__Document excerpt__:

____

Single by Loretta Lynn

from the album Before I'm Over You
- B-side: "Where Were You"
- Released: October 1963
- Recorded: 5 February 1962
- Studio: Bradley Studios, Nashville, Tennessee
- Genre: Honky tonk country
- Length: 2:30
- Label: Decca
- Songwriter(s): Betty Sue Perry
- Producer(s): Owen Bradley

Loretta Lynn singles chronology
| "The Other Woman" (1963) | "Before I'm Over You" (1963) | "Wine, Women and Song" (1964) |

= Before I'm Over You (song) =

"Before I'm Over You" is a song written by Betty Sue Perry that was originally recorded by American country artist Loretta Lynn. It was released as a single in October 1963 via Decca Records.

== Background and reception ==
"Before I'm Over You" was recorded at Columbia's Bradley Studios in Nashville, Tennessee on February 5, 1962. The session was produced by the studio's co-founder, renowned country music producer Owen Bradley. It was Lynn's second recording session after signing with Decca Records in 1961.

____

__Work instructions__:
1 – Summarize the article on the song "Before I'm Over You" in two sentences.
2 – Resume the article on the song "Before I'm Over You" after its final sentence.
The extracted records have no connection to the article.

[Extracted records]

____

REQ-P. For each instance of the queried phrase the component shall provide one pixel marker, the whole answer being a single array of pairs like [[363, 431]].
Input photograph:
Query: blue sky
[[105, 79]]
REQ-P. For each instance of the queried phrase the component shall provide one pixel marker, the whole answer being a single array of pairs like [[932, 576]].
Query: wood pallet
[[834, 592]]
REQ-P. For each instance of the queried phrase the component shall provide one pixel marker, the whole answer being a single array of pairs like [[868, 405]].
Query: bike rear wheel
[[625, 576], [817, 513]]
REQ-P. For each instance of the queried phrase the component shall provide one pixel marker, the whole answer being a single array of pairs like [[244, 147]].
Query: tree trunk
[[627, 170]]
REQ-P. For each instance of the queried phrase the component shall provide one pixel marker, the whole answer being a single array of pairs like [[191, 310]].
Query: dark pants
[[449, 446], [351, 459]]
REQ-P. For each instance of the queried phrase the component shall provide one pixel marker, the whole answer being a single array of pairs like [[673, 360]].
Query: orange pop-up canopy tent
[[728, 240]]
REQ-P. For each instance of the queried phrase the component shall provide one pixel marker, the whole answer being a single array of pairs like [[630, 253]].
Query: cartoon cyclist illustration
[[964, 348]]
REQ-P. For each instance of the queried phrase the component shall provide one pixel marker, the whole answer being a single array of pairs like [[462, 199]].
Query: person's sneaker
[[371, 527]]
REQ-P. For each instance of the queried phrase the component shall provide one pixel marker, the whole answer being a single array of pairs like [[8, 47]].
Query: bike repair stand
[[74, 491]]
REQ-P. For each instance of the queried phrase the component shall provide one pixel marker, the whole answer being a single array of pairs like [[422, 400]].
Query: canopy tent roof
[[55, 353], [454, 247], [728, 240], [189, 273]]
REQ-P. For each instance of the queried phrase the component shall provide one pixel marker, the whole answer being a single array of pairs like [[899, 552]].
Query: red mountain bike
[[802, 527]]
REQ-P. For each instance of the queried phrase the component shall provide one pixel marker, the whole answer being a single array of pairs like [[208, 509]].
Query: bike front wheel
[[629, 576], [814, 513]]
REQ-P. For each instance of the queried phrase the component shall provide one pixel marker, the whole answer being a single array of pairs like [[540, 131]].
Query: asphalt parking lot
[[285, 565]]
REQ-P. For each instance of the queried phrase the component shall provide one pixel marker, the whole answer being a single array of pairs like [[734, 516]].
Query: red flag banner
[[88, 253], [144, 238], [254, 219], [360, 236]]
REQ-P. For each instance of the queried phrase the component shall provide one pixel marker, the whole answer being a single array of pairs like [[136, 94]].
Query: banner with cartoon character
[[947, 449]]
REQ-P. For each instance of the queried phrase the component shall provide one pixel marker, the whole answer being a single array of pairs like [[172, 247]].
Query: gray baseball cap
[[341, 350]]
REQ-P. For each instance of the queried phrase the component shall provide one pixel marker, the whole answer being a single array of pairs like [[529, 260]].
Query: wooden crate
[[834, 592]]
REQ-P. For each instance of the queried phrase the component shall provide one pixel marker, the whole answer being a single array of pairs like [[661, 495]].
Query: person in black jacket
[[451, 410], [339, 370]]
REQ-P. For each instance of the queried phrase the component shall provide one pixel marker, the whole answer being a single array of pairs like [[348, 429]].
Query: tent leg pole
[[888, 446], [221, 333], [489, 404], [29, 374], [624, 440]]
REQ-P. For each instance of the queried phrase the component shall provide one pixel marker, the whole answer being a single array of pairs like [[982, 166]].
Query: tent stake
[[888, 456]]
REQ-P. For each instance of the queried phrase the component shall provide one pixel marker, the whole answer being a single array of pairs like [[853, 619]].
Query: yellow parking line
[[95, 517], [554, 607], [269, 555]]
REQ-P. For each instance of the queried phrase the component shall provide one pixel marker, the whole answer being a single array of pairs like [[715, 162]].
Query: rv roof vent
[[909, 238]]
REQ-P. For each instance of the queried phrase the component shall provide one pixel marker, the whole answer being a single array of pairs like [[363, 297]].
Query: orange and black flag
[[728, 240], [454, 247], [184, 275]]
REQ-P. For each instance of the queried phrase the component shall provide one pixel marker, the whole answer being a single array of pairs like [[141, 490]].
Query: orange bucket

____

__Outputs by task__:
1 – "Before I'm Over You" is a song written by Betty Sue Perry and first recorded by Loretta Lynn, who released it as a Decca Records single in October 1963. Lynn recorded it on February 5, 1962, at Bradley Studios in Nashville, Tennessee, in a session produced by Owen Bradley that was her second since signing with Decca in 1961.

2 –
"Before I'm Over You" reached number four on the Billboard Hot Country Singles survey in 1963. The song became her second top ten single under the Decca recording label. "Before I'm Over You" was Lynn's biggest hit single up until this point in 1963. It was included on her debut studio album in 1964, Before I'm Over You.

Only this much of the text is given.